Record extracts:
·····
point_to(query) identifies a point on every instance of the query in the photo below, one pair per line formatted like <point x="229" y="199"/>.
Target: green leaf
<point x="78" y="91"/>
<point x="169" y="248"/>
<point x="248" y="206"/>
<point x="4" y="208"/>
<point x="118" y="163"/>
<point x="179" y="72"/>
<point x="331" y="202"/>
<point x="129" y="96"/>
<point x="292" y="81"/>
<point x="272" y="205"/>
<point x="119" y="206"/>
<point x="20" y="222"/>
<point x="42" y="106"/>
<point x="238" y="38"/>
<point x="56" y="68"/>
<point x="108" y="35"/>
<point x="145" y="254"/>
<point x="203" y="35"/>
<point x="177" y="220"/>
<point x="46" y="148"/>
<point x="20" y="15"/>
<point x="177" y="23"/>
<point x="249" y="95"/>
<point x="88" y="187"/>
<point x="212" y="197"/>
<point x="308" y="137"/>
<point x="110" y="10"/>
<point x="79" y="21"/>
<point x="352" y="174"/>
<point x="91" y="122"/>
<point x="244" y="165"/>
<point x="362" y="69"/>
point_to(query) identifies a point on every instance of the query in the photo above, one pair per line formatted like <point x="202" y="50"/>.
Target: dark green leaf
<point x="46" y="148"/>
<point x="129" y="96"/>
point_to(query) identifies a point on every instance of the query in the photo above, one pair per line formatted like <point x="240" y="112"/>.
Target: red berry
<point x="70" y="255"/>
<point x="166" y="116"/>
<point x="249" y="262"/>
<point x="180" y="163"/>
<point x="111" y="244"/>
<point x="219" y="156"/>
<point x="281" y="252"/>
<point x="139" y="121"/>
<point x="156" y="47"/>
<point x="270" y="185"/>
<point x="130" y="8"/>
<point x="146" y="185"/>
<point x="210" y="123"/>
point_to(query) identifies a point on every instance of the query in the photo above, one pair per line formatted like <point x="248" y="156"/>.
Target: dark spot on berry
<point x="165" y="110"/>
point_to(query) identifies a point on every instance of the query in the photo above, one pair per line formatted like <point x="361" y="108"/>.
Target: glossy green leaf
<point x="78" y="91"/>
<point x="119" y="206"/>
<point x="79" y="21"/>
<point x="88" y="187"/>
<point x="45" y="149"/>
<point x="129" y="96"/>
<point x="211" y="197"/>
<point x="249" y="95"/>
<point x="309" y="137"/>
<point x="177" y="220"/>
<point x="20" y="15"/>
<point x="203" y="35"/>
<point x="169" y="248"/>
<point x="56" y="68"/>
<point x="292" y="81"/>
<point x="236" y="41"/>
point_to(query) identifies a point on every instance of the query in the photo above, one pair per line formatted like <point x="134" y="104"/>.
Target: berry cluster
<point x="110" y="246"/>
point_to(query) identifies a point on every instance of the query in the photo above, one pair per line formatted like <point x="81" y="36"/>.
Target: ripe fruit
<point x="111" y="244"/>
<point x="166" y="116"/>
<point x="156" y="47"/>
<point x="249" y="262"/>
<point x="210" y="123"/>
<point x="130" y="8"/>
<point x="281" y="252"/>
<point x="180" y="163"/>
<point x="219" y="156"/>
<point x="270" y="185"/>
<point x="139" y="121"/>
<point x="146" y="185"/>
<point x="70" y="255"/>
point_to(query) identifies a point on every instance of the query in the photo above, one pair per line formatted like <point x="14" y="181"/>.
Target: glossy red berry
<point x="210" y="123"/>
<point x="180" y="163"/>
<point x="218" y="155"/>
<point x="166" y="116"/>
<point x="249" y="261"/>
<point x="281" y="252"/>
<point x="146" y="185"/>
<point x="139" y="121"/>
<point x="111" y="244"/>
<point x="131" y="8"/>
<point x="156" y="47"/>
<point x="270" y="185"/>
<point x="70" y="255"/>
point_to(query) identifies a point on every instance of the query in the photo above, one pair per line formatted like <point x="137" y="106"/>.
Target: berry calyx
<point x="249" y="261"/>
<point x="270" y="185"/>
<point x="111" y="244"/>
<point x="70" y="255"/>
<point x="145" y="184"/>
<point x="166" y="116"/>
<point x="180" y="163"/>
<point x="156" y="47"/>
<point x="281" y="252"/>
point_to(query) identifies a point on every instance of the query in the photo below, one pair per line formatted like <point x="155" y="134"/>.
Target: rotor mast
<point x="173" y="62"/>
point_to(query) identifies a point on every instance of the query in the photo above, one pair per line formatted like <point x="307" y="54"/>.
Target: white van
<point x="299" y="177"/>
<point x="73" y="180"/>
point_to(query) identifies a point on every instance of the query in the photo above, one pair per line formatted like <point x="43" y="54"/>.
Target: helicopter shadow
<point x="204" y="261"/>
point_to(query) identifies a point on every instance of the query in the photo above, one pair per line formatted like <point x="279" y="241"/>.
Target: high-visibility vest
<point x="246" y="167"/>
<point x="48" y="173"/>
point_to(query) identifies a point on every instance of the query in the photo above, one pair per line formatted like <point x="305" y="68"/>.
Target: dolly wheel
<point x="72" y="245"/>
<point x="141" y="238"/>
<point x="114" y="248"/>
·····
Exercise description:
Type out the material again exactly as presented.

Reply:
point_to(query) identifies a point on every instance of the query in the photo below, one pair per line formatted like <point x="229" y="199"/>.
Target: green leaf
<point x="78" y="91"/>
<point x="169" y="248"/>
<point x="248" y="206"/>
<point x="4" y="208"/>
<point x="118" y="163"/>
<point x="179" y="72"/>
<point x="331" y="202"/>
<point x="129" y="96"/>
<point x="292" y="81"/>
<point x="272" y="205"/>
<point x="119" y="206"/>
<point x="20" y="222"/>
<point x="42" y="106"/>
<point x="238" y="38"/>
<point x="56" y="68"/>
<point x="108" y="35"/>
<point x="145" y="254"/>
<point x="203" y="35"/>
<point x="177" y="220"/>
<point x="46" y="148"/>
<point x="20" y="15"/>
<point x="177" y="23"/>
<point x="249" y="95"/>
<point x="88" y="187"/>
<point x="212" y="197"/>
<point x="308" y="137"/>
<point x="110" y="10"/>
<point x="79" y="21"/>
<point x="352" y="174"/>
<point x="91" y="122"/>
<point x="244" y="165"/>
<point x="362" y="69"/>
point_to(query) identifies a point on every instance of the query in the photo above, one pair per line formatted like <point x="202" y="50"/>.
Target: dark green leaf
<point x="46" y="148"/>
<point x="129" y="96"/>
point_to(query) identifies a point on every instance of the query in the photo above, one pair per line formatted like <point x="240" y="112"/>.
Target: red berry
<point x="70" y="255"/>
<point x="166" y="116"/>
<point x="249" y="262"/>
<point x="180" y="163"/>
<point x="111" y="244"/>
<point x="219" y="156"/>
<point x="281" y="252"/>
<point x="139" y="121"/>
<point x="156" y="47"/>
<point x="270" y="185"/>
<point x="130" y="8"/>
<point x="146" y="185"/>
<point x="210" y="123"/>
point_to(query) identifies a point on every instance of the query in the photo above, one pair per line formatted like <point x="248" y="156"/>.
Target: dark spot on berry
<point x="165" y="110"/>
point_to(query) identifies a point on every instance of the query in the photo above, one pair per line formatted like <point x="361" y="108"/>.
Target: glossy green leaf
<point x="78" y="91"/>
<point x="119" y="206"/>
<point x="79" y="21"/>
<point x="88" y="187"/>
<point x="45" y="149"/>
<point x="129" y="96"/>
<point x="211" y="197"/>
<point x="249" y="95"/>
<point x="309" y="137"/>
<point x="177" y="220"/>
<point x="20" y="15"/>
<point x="203" y="35"/>
<point x="169" y="248"/>
<point x="56" y="68"/>
<point x="292" y="81"/>
<point x="236" y="41"/>
point_to(query) identifies a point on every instance of the query in the photo above, one pair per line formatted like <point x="134" y="104"/>.
Target: berry cluster
<point x="110" y="246"/>
point_to(query) identifies a point on every instance of the query in the photo above, one pair per line formatted like <point x="81" y="36"/>.
Target: ripe fruit
<point x="111" y="244"/>
<point x="166" y="116"/>
<point x="156" y="47"/>
<point x="249" y="262"/>
<point x="210" y="123"/>
<point x="130" y="8"/>
<point x="281" y="252"/>
<point x="180" y="163"/>
<point x="219" y="156"/>
<point x="270" y="185"/>
<point x="139" y="121"/>
<point x="146" y="185"/>
<point x="70" y="255"/>
point_to(query) identifies a point on every instance of the query in the photo above, one pair per line formatted like <point x="14" y="181"/>.
Target: glossy red berry
<point x="210" y="123"/>
<point x="180" y="163"/>
<point x="218" y="155"/>
<point x="166" y="116"/>
<point x="249" y="261"/>
<point x="281" y="252"/>
<point x="146" y="185"/>
<point x="139" y="121"/>
<point x="111" y="244"/>
<point x="131" y="8"/>
<point x="156" y="47"/>
<point x="270" y="185"/>
<point x="70" y="255"/>
point_to(query) identifies a point on every instance of the query in the photo above, one pair per line formatted like <point x="137" y="106"/>.
Target: berry calyx
<point x="249" y="261"/>
<point x="270" y="185"/>
<point x="111" y="244"/>
<point x="70" y="255"/>
<point x="145" y="184"/>
<point x="166" y="116"/>
<point x="180" y="163"/>
<point x="156" y="47"/>
<point x="281" y="252"/>
point_to(query) identifies a point on every instance of the query in the photo below, one pair per line formatted like <point x="155" y="134"/>.
Target: rotor mast
<point x="173" y="62"/>
point_to(query) identifies a point on every instance of the query in the photo above, one pair per line formatted like <point x="307" y="54"/>.
Target: white van
<point x="299" y="177"/>
<point x="73" y="180"/>
point_to(query) identifies a point on every instance of the query in the photo above, one pair per line formatted like <point x="43" y="54"/>.
Target: helicopter shadow
<point x="204" y="261"/>
point_to(query) identifies a point on every instance of the query in the photo above, one pair per line formatted like <point x="279" y="241"/>.
Target: high-visibility vest
<point x="246" y="167"/>
<point x="48" y="173"/>
point_to(query) identifies a point on every instance of the query in the photo above, one pair per line formatted like <point x="305" y="68"/>.
Target: dolly wheel
<point x="72" y="245"/>
<point x="141" y="238"/>
<point x="114" y="248"/>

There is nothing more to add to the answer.